-------- INPUT FOR THIS TASK

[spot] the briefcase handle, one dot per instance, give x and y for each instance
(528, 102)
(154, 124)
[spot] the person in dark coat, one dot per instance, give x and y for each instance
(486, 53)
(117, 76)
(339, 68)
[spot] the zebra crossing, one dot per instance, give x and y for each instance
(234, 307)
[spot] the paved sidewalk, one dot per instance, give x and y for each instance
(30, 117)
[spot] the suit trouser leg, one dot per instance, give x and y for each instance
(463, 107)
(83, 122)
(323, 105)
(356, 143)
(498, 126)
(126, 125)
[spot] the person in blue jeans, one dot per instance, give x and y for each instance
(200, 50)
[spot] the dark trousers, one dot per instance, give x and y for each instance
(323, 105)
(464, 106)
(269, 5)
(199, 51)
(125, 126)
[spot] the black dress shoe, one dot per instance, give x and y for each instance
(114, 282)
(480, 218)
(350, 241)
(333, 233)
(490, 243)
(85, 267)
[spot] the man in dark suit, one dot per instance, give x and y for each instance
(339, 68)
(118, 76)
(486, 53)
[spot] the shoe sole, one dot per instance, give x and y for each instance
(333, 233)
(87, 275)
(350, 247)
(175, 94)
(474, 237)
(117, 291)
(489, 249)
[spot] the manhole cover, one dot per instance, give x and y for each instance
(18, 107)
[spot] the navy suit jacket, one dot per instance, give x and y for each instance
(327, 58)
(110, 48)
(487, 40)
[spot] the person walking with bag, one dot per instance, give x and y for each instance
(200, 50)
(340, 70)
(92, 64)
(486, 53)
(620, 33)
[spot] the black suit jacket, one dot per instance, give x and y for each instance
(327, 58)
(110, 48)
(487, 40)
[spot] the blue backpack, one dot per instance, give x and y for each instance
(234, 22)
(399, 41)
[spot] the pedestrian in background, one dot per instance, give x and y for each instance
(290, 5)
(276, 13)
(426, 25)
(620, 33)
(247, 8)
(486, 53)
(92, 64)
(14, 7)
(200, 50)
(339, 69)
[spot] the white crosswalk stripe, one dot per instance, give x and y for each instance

----------------
-------- INPUT FOR THIS TASK

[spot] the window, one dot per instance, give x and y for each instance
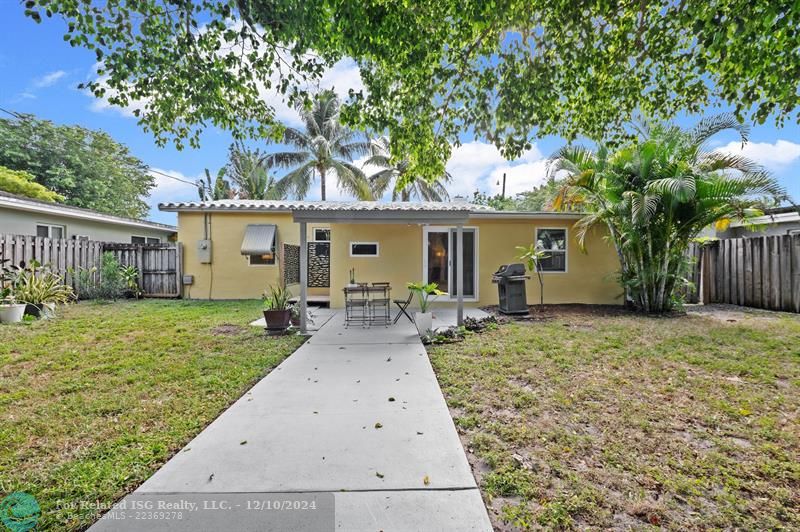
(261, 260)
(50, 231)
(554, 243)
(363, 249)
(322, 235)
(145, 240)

----------------
-------- INPUT FOR THIS TASK

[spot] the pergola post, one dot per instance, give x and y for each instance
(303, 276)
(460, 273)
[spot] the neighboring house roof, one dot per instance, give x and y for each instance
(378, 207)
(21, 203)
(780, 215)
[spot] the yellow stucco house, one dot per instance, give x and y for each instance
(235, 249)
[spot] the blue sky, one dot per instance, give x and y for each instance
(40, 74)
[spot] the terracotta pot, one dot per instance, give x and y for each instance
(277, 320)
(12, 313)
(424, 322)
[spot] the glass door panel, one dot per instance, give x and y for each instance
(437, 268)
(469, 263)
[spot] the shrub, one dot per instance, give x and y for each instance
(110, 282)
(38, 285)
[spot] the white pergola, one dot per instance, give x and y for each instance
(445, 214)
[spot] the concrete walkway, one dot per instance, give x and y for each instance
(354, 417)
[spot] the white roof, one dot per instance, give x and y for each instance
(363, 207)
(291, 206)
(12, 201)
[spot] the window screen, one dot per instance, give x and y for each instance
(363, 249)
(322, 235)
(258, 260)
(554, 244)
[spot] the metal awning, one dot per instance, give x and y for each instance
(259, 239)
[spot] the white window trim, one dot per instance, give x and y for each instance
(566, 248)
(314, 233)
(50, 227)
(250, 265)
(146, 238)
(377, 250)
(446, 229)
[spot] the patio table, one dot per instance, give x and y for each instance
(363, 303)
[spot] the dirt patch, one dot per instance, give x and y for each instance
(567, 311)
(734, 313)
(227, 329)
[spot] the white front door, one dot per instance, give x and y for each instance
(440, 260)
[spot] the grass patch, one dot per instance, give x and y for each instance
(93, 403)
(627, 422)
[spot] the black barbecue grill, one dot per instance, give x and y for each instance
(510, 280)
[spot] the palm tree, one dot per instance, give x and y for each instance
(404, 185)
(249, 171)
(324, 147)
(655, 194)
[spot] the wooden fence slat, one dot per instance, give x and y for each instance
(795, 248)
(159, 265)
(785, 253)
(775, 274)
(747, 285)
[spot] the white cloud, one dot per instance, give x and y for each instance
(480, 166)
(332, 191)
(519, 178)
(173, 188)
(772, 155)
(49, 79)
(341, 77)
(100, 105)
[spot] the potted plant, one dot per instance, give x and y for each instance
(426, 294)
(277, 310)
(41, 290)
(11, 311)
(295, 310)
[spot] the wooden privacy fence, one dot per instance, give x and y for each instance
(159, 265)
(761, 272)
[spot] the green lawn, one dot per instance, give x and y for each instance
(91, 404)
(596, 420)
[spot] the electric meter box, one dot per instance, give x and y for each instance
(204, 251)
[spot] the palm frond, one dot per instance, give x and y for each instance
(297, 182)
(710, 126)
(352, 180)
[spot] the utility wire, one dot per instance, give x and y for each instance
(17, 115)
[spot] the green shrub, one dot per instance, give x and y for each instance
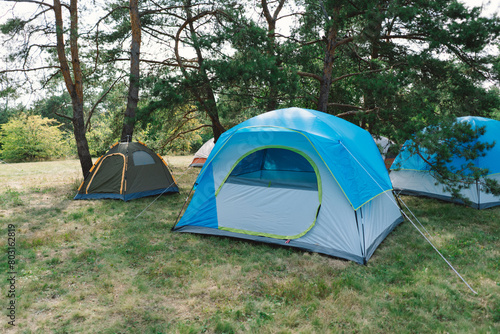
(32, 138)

----------------

● **WHAT THE TASK REQUIRES**
Count the lines in the rows above that contain the word "patch". Reply with the number only.

● **IN RESPONSE**
2